Copy out all of the entries below without any change.

-- Data records follows --

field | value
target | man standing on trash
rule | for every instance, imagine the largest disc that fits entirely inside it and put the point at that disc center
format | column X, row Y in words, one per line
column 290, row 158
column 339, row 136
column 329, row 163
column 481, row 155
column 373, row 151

-- Data records concluded --

Reply |
field | value
target | man standing on trash
rule | for every instance, imagine the largest disc that fits entirely inside it and put the point at that disc center
format | column X, row Y in words, one per line
column 290, row 158
column 339, row 136
column 329, row 163
column 481, row 155
column 373, row 151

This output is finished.